[Recorded data — start]

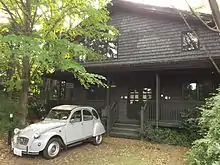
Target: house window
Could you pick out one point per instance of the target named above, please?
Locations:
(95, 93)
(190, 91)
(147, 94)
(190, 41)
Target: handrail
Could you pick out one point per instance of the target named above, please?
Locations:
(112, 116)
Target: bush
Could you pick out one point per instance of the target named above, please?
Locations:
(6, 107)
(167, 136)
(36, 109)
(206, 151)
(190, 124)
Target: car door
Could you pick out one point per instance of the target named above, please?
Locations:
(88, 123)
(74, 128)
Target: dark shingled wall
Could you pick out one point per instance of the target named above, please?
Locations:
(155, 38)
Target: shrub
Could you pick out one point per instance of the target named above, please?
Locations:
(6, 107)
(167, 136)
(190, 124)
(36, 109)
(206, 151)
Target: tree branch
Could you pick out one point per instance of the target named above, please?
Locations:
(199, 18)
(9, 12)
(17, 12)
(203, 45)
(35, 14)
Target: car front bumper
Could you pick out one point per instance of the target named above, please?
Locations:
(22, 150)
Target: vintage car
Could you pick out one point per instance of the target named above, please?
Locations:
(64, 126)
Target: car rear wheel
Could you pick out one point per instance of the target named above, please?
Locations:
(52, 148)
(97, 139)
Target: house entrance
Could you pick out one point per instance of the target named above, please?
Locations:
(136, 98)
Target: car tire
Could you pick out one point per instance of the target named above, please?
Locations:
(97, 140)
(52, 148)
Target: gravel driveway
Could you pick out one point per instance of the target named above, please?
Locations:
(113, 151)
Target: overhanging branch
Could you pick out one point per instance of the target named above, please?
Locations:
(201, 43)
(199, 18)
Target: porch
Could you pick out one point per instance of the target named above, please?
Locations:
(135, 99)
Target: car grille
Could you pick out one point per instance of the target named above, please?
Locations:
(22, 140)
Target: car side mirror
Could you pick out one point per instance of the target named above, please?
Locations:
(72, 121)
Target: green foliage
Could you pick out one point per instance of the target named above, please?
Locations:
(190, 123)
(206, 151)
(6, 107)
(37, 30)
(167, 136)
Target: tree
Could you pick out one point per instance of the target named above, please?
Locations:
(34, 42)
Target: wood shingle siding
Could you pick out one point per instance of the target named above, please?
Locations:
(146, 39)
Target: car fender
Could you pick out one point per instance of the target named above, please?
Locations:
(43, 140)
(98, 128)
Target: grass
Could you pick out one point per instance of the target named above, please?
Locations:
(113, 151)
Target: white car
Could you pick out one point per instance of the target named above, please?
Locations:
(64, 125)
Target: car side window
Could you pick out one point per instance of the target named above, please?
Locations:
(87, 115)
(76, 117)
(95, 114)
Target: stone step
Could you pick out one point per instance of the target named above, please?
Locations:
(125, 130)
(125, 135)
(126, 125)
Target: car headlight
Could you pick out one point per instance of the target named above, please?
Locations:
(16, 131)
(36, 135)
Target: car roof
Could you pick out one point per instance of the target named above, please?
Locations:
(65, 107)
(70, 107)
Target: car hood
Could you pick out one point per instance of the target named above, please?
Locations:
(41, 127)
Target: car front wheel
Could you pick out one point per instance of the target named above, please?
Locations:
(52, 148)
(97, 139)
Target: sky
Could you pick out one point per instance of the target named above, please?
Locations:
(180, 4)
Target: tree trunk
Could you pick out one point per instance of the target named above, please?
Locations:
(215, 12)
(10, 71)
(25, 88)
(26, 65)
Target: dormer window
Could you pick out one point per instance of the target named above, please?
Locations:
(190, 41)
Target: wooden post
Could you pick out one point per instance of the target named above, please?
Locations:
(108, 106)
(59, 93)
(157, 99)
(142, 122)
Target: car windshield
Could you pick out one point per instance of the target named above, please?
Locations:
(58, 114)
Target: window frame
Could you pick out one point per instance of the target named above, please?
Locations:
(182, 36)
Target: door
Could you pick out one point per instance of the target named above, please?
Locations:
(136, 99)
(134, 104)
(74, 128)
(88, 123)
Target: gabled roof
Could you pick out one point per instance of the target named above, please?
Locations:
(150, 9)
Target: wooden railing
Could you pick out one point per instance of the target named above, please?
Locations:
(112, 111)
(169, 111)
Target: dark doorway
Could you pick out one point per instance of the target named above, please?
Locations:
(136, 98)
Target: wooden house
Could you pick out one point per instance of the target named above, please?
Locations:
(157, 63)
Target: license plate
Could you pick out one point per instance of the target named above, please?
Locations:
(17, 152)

[Recorded data — finish]
[Recorded data — start]

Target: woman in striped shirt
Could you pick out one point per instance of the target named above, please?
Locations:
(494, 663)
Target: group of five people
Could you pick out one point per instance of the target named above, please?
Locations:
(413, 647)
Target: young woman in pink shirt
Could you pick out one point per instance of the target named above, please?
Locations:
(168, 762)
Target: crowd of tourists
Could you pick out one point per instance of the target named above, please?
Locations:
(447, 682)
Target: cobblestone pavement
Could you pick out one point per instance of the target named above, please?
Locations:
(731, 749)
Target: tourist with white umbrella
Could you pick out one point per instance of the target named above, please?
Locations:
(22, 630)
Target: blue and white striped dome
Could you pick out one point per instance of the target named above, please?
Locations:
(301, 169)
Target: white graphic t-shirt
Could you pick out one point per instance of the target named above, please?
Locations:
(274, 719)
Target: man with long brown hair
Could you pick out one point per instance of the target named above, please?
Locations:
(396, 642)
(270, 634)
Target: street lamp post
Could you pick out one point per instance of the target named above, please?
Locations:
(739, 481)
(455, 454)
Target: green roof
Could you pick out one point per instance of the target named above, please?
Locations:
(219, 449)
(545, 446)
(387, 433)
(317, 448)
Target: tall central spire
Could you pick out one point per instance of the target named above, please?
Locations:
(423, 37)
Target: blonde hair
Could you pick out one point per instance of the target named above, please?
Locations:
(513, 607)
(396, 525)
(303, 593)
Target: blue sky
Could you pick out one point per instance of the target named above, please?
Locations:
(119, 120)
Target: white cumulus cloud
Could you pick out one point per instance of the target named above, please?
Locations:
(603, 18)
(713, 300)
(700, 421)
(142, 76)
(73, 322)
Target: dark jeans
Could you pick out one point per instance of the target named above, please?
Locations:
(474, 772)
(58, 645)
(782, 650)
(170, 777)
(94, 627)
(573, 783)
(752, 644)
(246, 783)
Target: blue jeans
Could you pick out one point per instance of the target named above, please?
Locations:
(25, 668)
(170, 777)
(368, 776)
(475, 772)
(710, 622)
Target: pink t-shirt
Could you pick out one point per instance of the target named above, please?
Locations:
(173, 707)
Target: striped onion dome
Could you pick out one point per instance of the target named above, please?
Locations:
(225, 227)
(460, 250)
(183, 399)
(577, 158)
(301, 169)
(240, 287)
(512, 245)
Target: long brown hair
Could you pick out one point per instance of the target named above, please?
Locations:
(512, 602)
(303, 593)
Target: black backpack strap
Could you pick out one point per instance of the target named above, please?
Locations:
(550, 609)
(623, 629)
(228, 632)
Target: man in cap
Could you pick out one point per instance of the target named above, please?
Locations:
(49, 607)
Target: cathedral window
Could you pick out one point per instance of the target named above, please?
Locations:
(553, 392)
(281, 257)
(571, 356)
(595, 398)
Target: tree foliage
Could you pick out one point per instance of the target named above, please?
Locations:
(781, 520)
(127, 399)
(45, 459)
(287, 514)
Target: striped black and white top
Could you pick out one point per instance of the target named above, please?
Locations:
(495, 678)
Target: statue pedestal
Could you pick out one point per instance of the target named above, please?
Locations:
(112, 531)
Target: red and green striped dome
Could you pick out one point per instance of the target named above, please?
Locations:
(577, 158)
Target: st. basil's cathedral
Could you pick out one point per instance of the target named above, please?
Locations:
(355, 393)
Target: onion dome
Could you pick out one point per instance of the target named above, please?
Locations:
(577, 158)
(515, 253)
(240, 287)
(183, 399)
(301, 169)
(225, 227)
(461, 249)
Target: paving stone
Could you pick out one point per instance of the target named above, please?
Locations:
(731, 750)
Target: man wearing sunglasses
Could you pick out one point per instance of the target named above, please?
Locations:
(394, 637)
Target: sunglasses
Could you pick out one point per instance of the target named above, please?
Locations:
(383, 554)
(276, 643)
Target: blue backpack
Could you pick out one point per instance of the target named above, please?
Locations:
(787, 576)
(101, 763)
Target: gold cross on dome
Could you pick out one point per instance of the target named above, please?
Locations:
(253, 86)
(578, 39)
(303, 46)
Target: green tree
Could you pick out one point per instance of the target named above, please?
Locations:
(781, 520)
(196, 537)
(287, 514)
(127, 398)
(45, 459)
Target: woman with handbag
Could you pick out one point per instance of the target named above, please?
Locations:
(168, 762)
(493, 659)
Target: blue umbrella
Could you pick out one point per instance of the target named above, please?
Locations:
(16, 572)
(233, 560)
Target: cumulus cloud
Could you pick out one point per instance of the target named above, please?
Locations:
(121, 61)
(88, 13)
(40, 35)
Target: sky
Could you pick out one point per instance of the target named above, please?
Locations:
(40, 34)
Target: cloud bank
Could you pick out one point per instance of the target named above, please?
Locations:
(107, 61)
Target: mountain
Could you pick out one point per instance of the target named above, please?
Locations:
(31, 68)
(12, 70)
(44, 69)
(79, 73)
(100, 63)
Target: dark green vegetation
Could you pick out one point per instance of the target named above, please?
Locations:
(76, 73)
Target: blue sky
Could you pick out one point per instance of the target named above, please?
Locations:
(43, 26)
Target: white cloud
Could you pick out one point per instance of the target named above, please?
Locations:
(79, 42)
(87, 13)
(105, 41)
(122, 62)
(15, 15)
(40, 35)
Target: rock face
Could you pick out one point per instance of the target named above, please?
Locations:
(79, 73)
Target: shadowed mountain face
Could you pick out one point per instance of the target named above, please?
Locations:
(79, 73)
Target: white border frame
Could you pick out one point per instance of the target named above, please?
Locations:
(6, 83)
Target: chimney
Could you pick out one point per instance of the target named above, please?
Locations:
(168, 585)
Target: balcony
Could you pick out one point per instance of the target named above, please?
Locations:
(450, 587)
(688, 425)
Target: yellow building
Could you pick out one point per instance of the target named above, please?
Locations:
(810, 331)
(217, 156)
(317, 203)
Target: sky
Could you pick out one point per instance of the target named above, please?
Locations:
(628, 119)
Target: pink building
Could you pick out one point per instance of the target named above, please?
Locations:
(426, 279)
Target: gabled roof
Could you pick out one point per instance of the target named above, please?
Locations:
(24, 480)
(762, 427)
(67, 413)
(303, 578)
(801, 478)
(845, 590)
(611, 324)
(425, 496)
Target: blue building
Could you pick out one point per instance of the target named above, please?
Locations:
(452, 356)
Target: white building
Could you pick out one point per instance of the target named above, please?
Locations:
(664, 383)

[Recorded data — finish]

- **Task to complete**
All that is wanted is the stretch of lines above from the one containing "Target: house window" through the one containing "Target: tree branch", duplicated exactly.

- **Your response**
Target: house window
Could you pick out one point per instance of the target named above, please?
Locations:
(95, 93)
(190, 91)
(147, 94)
(190, 41)
Target: handrail
Could you pick out one point per instance of the target named above, please?
Locations:
(112, 116)
Target: bush
Could you pick out one point per instance of the target named above, please?
Locations:
(6, 107)
(167, 136)
(36, 109)
(206, 151)
(190, 124)
Target: car door
Could you pick out one point per instance of the target named above, please?
Locations:
(88, 123)
(74, 128)
Target: dark shingled wall
Could you pick out one point per instance of the target named above, please?
Locations:
(155, 38)
Target: shrub
Could you pick out one point per instance of the target named above, please?
Locations:
(6, 107)
(167, 136)
(190, 124)
(36, 109)
(206, 151)
Target: tree branch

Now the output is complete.